» **EXERCISE GOAL**: Retype the records in full, and please keep the pictures out of the copy.
DATASET Block Start
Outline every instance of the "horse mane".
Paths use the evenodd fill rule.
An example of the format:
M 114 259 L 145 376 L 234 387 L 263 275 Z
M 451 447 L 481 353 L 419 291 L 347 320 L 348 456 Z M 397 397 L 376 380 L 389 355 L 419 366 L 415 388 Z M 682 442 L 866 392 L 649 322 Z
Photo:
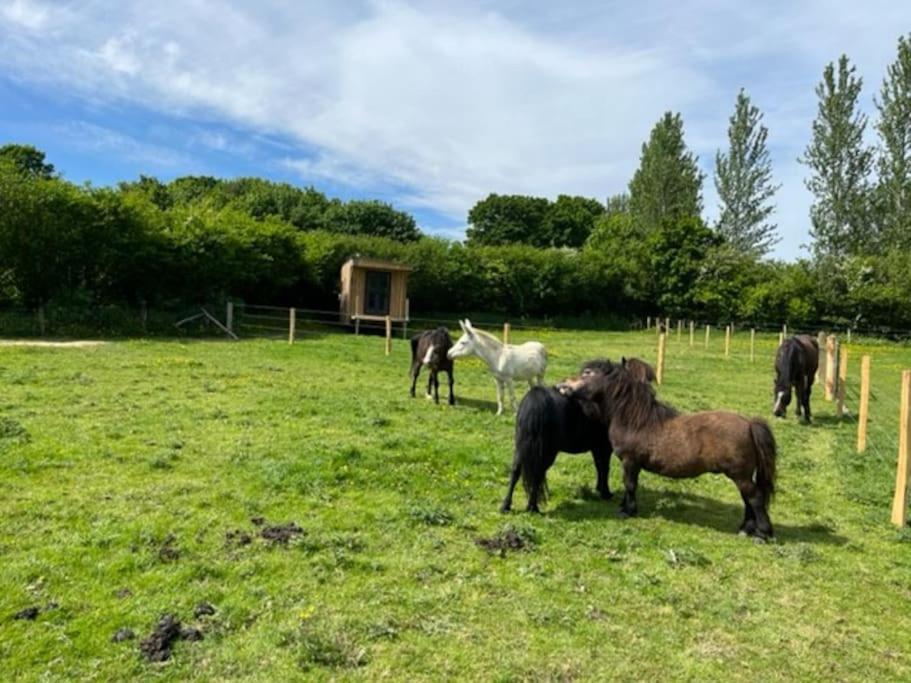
DATASET Block End
» **SOLUTION BELOW**:
Outline every instance of the "horse mane".
Paths use the evenodd fill rule.
An example of the format:
M 114 259 L 145 376 L 234 387 L 263 275 Z
M 451 447 L 481 353 L 419 291 L 347 320 L 348 456 Z M 397 397 L 376 380 L 389 355 L 419 366 L 415 388 Z M 682 442 L 866 392 L 649 322 Z
Photo:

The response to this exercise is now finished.